O que fazer ::
No texto sobre o trabalho escravo na economia romana, que medida tomou Augusto em relação à indústria mineira?
╭─ Excerto do texto
Mas, não havendo aperfeiçoamentos técnicos, o capitalismo não se poderia desenvolver baseado na utilização de um factor de produção a baixo preço – o trabalho escravo? Houve tentativas nesse sentido, mas que não deram resultado. Em primeiro lugar um escravo tem um custo de aquisição (ou de criação, quando nasce na casa do dono) e de manutenção. Esse custo de manutenção é independente das flutuações económicas (e em altura de crise, obviamente se perde dinheiro na venda de um escravo); em segundo lugar tem uma produtividade inferior à do trabalhador livre (tem menos incentivos a aperfeiçoar-se e tem menos rapidez de execução); finalmente este tipo de trabalho indiferenciado não incentiva o aparecimento da divisão do trabalho. Portanto, o factor de produção “trabalho escravo” não era apetecível em termos de investimento capitalista. Em termos de rendibilidade deste factor de produção, ele não era competitivo economicamente. Essa situação foi admitida por Columella, que escreveu sobre as questões técnicas da agricultura, e considera o trabalho escravo como ineficiente, ponto de vista que é também admitido por Plinio.

As únicas indústrias orientadas segundo critérios capitalistas eram as extractivas. O proprietário do subsolo, teoricamente, era o Estado, que no entanto entregava a sua exploração, por concessão, aos particulares. Os custos de produção eram mínimos, porque o trabalho nos poços era confiado exclusivamente a escravos e a forçados, aos quais não se devia pagar nenhum salário e que não era preciso segurar contra qualquer acidente. Mas as minas foram exploradas até à sua exaustão (de acordo com as condições técnicas de então), e nos últimos séculos do Império a sua importância decaiu, nomeadamente no que se refere aos metais preciosos, base do numerário. A estatização da indústria mineira, medida tomada por Augusto numa tentativa para superar a diminuição da produção mineira e receber directamente os lucros da extracção, apenas acelerou o seu declínio.




Os escravos, bastante numerosos em Itália no período de transição entre a república e o império (constituindo cerca de 30% a 35% da sua população), eram frequentemente utilizados mais por ostentação que pela sua rendibilidade. Com o fim das conquistas deixou de haver o afluxo de escravos até então existente e os próprios mecanismos sociais – baixo saldo demográfico, alforrias (muito numerosas por testamento), etc. encarregaram-se de fazer diminuir o peso dos escravos na sociedade romana. O colonato e outros regimes laborais substituíram o trabalho escravo que nos últimos dois séculos do império seria insignificante.
╰─
╭─ Linhas
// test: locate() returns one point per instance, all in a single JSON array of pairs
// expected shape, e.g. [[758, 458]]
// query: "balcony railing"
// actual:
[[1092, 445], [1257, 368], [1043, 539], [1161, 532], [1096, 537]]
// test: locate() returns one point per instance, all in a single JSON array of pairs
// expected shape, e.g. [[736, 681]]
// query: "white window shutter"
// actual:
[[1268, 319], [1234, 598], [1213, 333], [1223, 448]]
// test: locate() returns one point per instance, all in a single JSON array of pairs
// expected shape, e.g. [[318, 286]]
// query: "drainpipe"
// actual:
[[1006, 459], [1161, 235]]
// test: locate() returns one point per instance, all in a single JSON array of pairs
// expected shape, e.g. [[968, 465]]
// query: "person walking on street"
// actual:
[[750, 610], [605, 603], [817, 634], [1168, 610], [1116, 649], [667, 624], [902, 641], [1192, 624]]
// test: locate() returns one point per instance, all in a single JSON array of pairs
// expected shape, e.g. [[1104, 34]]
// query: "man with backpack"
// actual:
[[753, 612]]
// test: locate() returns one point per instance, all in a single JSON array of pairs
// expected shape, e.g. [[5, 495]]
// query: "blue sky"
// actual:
╰─
Resposta completa ::
Augusto estatizou a indústria mineira.